> AIM A
Reproduce the book review below word for word, starting at "In an instant, he" and ending at "the chains break.".

> PASSAGE PROVIDED
● ● ● ●

Book Review: A Christmas Carol Murder by Heather Redmond

The third book in the Dickens of a Crime series finds young Charles Dickens suspecting a miser of pushing his partner out a window, but his fiancée Kate takes a more charitable view of the old man's innocence...

If you enjoy Dickens’s A Christmas Carol, in all its incarnations, you’ll want to read the 3rd in Heather Redmond’s Dickens of a Crime Series. Charles Dickens and his fiancée, Kate Hogarth, go caroling to raise money for a charity that is near to their hearts, Charity for Dressing the Mudlark Children of Blackfriars Bridge. Just in case you are also wondering what a mudlark is, a modern interpretation is a “person who scavenges in river mud for objects of value.” Kate and Charles are accompanied by friends and family. In a booming “bass counterpoint,” Charles’s younger brother Fred Dickens, proclaims, “God and sinners reconciled!” Suddenly, a man came from the window, heading in their direction. 

In an instant, he had crashed onto the front steps of the lit-up house, then rolled down them until he landed faceup on the pavement. The moon highlighted the blood puddling under his shattered body, coloring his gray hair.

Horrifyingly, the corpse sports wrought-iron chains around his neck. The carolers try to suss out what might have happened—did he fall? Was it a suicide? Was he assisted in his crash out of the window? What can be gleaned from the chains? Charles says he heard the chains break.

● ● ● ●

> WORKING DATA
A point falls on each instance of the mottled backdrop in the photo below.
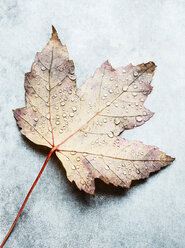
(152, 212)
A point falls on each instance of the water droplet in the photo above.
(134, 94)
(125, 87)
(72, 77)
(110, 135)
(139, 118)
(74, 109)
(117, 121)
(82, 182)
(34, 109)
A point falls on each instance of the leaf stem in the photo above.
(28, 195)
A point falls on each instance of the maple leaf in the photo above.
(83, 125)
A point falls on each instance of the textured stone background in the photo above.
(151, 213)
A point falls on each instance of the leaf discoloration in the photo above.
(83, 124)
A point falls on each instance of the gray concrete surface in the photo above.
(151, 213)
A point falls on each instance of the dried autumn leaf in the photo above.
(83, 125)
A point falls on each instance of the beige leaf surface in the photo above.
(83, 124)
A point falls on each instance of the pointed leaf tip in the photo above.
(54, 33)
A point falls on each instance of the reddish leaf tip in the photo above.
(54, 33)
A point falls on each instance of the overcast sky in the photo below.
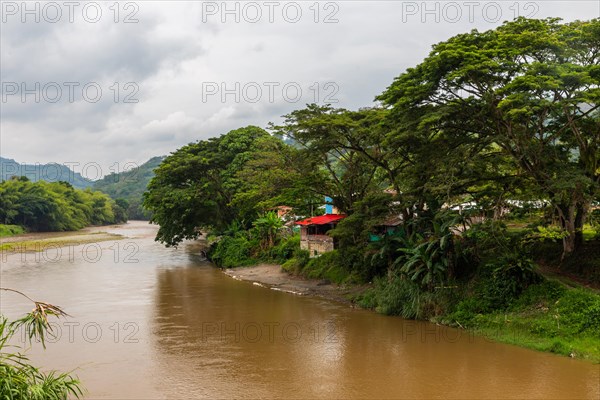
(95, 82)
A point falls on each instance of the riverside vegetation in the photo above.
(488, 151)
(54, 207)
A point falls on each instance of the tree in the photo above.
(338, 149)
(195, 186)
(529, 89)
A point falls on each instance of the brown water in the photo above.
(173, 326)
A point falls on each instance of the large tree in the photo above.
(196, 187)
(530, 89)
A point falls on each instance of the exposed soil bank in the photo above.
(272, 277)
(37, 242)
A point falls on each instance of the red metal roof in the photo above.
(321, 220)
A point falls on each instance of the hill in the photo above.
(130, 185)
(51, 172)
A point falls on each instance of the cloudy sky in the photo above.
(112, 84)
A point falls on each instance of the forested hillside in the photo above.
(130, 186)
(55, 206)
(51, 172)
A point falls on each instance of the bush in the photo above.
(400, 296)
(10, 230)
(232, 252)
(579, 313)
(283, 251)
(327, 266)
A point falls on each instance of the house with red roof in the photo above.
(313, 233)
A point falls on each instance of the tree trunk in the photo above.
(580, 217)
(566, 216)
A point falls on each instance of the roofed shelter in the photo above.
(313, 233)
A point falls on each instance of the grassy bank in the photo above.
(551, 315)
(11, 230)
(69, 239)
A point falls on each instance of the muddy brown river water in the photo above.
(150, 322)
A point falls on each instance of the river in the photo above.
(151, 322)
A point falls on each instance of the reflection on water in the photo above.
(174, 327)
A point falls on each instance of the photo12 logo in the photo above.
(253, 12)
(71, 92)
(254, 92)
(467, 11)
(68, 11)
(120, 252)
(54, 172)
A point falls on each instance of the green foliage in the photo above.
(52, 172)
(329, 266)
(398, 295)
(231, 252)
(43, 206)
(10, 230)
(295, 264)
(526, 92)
(18, 378)
(266, 228)
(130, 186)
(195, 186)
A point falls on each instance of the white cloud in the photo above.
(175, 53)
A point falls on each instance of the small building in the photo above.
(313, 233)
(282, 211)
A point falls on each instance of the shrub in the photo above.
(579, 312)
(232, 252)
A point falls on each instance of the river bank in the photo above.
(533, 323)
(273, 277)
(43, 241)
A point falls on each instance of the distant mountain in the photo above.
(51, 172)
(130, 185)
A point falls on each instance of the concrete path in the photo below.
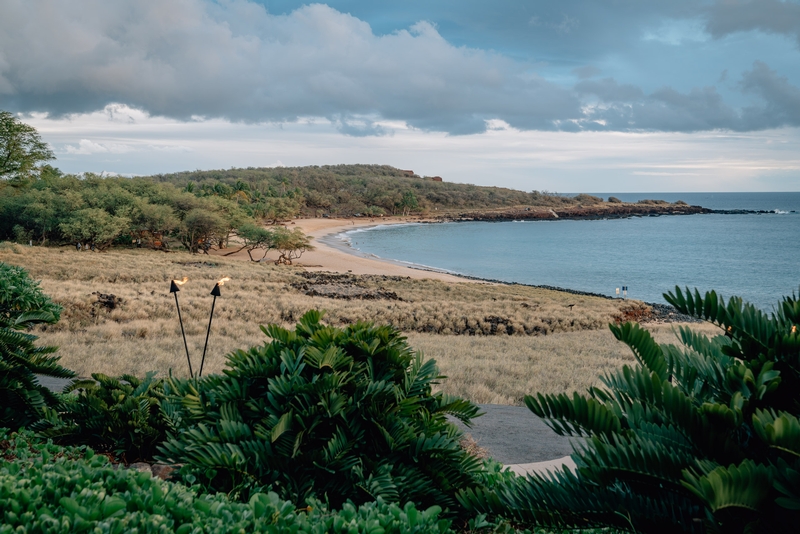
(53, 384)
(513, 435)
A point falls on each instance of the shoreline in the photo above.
(325, 235)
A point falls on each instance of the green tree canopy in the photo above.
(94, 225)
(21, 149)
(290, 244)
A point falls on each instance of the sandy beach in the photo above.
(333, 256)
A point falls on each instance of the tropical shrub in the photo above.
(119, 415)
(699, 438)
(48, 488)
(336, 413)
(23, 305)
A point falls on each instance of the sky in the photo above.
(568, 96)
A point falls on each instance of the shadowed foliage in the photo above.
(23, 305)
(704, 437)
(337, 413)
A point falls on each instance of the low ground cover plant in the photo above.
(49, 488)
(342, 414)
(699, 438)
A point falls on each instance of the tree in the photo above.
(409, 202)
(200, 228)
(290, 244)
(21, 149)
(254, 237)
(95, 226)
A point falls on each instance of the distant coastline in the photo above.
(592, 212)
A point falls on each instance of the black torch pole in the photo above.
(173, 288)
(216, 294)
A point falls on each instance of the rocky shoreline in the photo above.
(590, 212)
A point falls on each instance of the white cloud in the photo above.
(196, 60)
(86, 146)
(502, 156)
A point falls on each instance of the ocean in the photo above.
(755, 256)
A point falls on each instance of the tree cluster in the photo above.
(348, 190)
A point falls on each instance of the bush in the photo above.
(703, 438)
(47, 488)
(23, 305)
(339, 414)
(119, 415)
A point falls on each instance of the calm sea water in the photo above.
(755, 256)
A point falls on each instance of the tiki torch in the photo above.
(173, 288)
(216, 294)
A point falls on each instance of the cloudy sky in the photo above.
(568, 96)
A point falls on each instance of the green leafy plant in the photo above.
(23, 305)
(49, 488)
(337, 413)
(119, 415)
(699, 438)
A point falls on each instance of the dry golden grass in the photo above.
(143, 332)
(503, 369)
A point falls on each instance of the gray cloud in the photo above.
(586, 71)
(770, 16)
(625, 107)
(781, 99)
(234, 60)
(608, 90)
(194, 59)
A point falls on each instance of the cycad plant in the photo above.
(699, 438)
(119, 415)
(341, 414)
(23, 305)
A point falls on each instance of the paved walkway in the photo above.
(513, 435)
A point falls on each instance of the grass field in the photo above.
(524, 340)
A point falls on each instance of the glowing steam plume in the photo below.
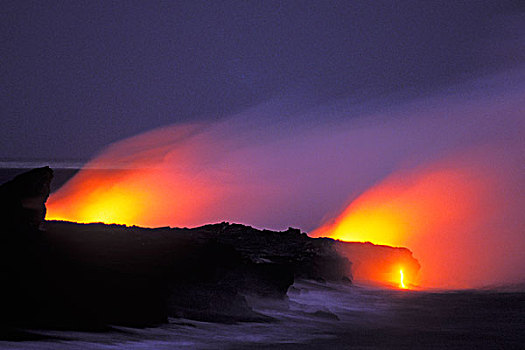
(402, 280)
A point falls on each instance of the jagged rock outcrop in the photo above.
(80, 276)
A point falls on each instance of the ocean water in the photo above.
(322, 316)
(331, 316)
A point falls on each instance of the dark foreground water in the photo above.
(329, 316)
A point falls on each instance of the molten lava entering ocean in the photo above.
(456, 204)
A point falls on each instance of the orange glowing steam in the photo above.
(402, 280)
(149, 180)
(432, 210)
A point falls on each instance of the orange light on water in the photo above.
(402, 280)
(430, 210)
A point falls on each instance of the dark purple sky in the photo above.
(78, 75)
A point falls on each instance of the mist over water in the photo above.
(457, 156)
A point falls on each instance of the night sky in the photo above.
(79, 75)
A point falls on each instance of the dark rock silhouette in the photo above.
(87, 276)
(22, 200)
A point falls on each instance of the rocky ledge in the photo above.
(87, 276)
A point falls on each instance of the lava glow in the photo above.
(448, 183)
(402, 280)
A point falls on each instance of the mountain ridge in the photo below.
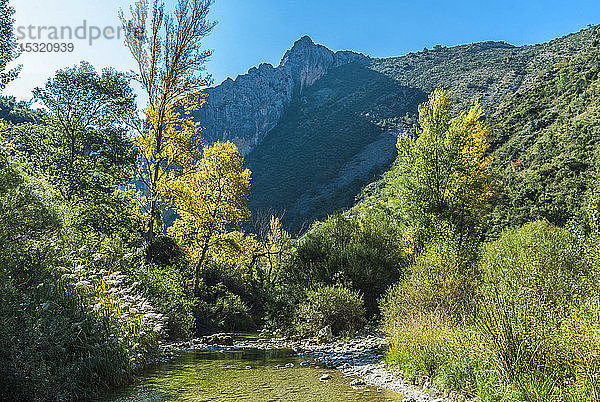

● ● ● ●

> AIM B
Locate each line in the records above that contains the word "dark", and copy those lines.

> WRITTEN RESPONSE A
In an instant, he had crashed onto the front steps of the lit-up house, then rolled down them until he landed faceup on the pavement. The moon highlighted the blood puddling under his shattered body, coloring his gray hair.

Horrifyingly, the corpse sports wrought-iron chains around his neck. The carolers try to suss out what might have happened—did he fall? Was it a suicide? Was he assisted in his crash out of the window? What can be gleaned from the chains? Charles says he heard the chains break.

> WRITTEN RESPONSE B
A point falls on each instance of the dark foreground water in the photo above.
A point falls on each instance of the dark purple sky in the photo above.
A point falls on each instance of the dark rock silhouette in the photo above.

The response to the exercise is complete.